• [REQUIRED ACTION 1] Rewrite the paragraph beginning "The study, which is being funded" in the Sensium digital plaster article below more briefly, keeping its main facts.
• [REQUIRED ACTION 2] Continue the Sensium digital plaster article below, picking up after its last sentence.

• [EXCERPTED TEXT]
★ ★ ★ ★ ★

Toumaz Technology conducts clinical trial  of Sensium-enabled wireless body monitor

3 November 2009

Toumaz Technology Limited has announced that it has begun clinical trials of its Sensium 'digital plaster' wireless body monitor.

The trial of the ultra-low power, ultra-small size body monitoring system is being conducted by a specialist clinical research team at Imperial College London.

The study, which is being funded by global healthcare corporation CareFusion (a recent spin-out of Cardinal Health) and conducted at St Mary’s Hospital (part of Imperial College Healthcare NHS Trust) is expected to demonstrate the high quality physiological data that can be continuously acquired by wireless, unobtrusive Sensium-enabled devices. Initial results are expected by the end of December this year.

In the milestone trial, volunteers and patient groups will be provided with a wearable Sensium digital 'plaster' or patch that can continuously monitor multiple vital signs, including temperature, heart rate and respiration.

The focus of the trial will be to verify that the physiological data acquired by the digital plaster system within a clinical setting is equivalent to that acquired using current gold-standard monitors in use in hospitals — equipment that is often bulky, expensive and fixed, such that patient mobility is impaired.

The Sensium digital plaster is wireless and unobtrusive, meaning that patients can remain ambulatory in hospital while still being monitored. This flexibility allows continuous vital sign monitoring to be extended to patients who would not normally be monitored, thereby offering the potential to increase patient safety.

The Sensium digital plaster is a disposable device with a working lifetime of several days, after which the plaster is disposed of in the appropriate waste receptacle.

The trial is being conducted in three phases, an initial phase with non-patient volunteers followed by two patient study groups: patients recovering from surgery, and patients with specific medical conditions in the general wards.

The digital plaster is based on Toumaz’s new generation AMx semiconductor IP platform, which enables Sensium wireless technology that has been specifically designed for Medical body area networks (MBANs) and non-intrusive physiological monitoring.

Sensium provides the complete wireless infrastructure to allow healthcare providers to monitor the human body continuously, wirelessly and intelligently and at low-cost, with the robustness and medical compliance normally associated with considerably more expensive capital equipment. Sensium technology has already been validated and CE marked in Toumaz’s Life Pebble non-disposable body worn monitoring devices.

The Sensium digital plaster is targeted for use in clinical monitoring applications such as acute care, general ward environments, tele-care, chronic disease monitoring, and in care home settings. For all these applications, disposability provides convenience, simplicity and patient comfort while ensuring infection control is maintained to the highest standards.

★ ★ ★ ★ ★

Data records:
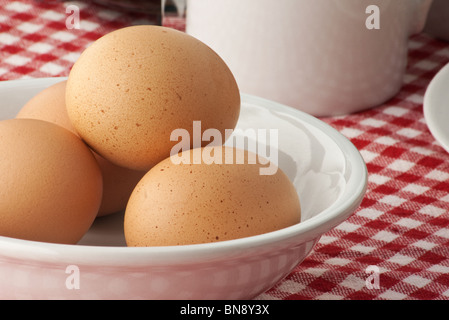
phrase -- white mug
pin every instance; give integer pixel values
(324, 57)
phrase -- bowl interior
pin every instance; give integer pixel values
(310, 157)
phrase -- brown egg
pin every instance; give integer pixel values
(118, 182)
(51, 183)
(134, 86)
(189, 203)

★ ★ ★ ★ ★

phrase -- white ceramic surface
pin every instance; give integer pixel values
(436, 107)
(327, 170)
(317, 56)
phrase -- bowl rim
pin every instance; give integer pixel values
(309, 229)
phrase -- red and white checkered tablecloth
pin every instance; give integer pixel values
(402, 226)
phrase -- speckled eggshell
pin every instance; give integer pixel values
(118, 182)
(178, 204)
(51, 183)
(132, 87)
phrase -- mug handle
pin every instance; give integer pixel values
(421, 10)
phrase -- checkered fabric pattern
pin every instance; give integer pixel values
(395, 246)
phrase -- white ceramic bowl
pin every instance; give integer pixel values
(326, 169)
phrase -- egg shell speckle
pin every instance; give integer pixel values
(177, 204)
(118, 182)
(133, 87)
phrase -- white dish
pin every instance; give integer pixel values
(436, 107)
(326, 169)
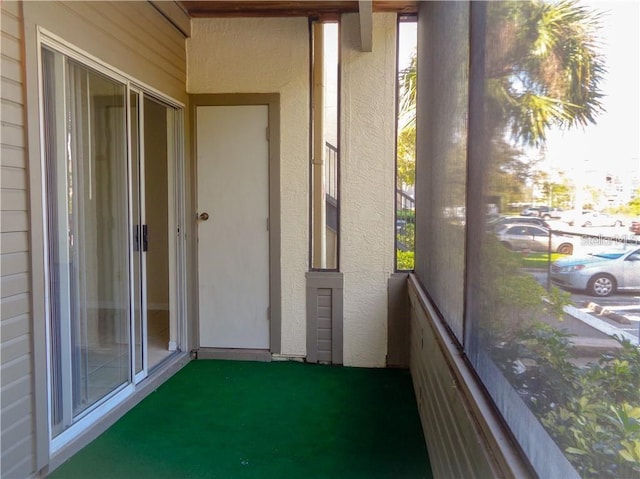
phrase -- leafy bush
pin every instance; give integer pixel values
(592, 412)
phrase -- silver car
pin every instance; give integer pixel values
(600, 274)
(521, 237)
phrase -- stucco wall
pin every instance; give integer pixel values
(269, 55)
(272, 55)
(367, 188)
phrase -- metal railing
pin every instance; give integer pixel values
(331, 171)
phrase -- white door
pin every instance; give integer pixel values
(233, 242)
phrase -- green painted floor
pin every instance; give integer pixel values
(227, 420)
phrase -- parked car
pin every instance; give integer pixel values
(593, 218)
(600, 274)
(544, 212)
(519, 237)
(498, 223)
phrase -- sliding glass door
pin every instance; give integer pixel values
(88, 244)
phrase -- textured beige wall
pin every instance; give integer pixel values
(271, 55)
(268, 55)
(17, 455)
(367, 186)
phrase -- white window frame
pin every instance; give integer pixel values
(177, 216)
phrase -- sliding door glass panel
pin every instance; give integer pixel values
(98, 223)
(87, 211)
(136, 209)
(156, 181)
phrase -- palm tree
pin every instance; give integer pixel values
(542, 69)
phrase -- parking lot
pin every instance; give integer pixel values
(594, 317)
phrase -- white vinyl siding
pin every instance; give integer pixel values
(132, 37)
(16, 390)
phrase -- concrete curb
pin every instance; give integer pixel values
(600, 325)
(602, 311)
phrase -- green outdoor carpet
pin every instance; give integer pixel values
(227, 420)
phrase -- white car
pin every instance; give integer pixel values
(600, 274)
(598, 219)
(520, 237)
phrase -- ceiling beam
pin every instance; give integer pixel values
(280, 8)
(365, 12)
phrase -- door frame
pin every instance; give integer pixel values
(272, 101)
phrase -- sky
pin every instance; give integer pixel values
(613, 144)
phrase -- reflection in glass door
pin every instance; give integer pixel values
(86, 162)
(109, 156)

★ ★ ★ ★ ★

• [TASK RESPONSE 1] CareFusion, a recent spin-out of Cardinal Health, is funding the study at St Mary's Hospital, part of Imperial College Healthcare NHS Trust. The study is expected to show the high-quality physiological data that wireless, unobtrusive Sensium-enabled devices can collect continuously. Initial results are due by the end of December this year.

• [TASK RESPONSE 2]
Powered by thin batteries, body-worn Sensium-enabled monitors deliver clinical-quality data and intelligently integrate it into an electronic medical record via a network built on Toumaz’s power-optimised wireless operating and networking system, Nano Sensor Protocol (NSP).

Dr Stephen Brett, a Consultant in Intensive Care Medicine at Imperial College Healthcare NHS Trust and an Honorary Senior Lecturer at Imperial College London, who is leading the trial, explains: “This technology has the potential to improve the capturing of patient’s vital signs within all areas of the hospital — enabling key physiological data to be acquired at an increased frequency, with the minimum of inconvenience to patients, and without the requirement to connect patients to immobile pieces of equipment.

"This raises the possibility of technology: improving hospital safety systems; enhancing the efficiency of adding vital sign data to patient records: and potentially freeing valuable nursing staff time for other patient care responsibilities.”

Toumaz Technology Co-Founder Keith Errey commented, “This is a very significant step on the path towards pervasive deployment of Sensium-enabled monitoring devices across a range of healthcare settings.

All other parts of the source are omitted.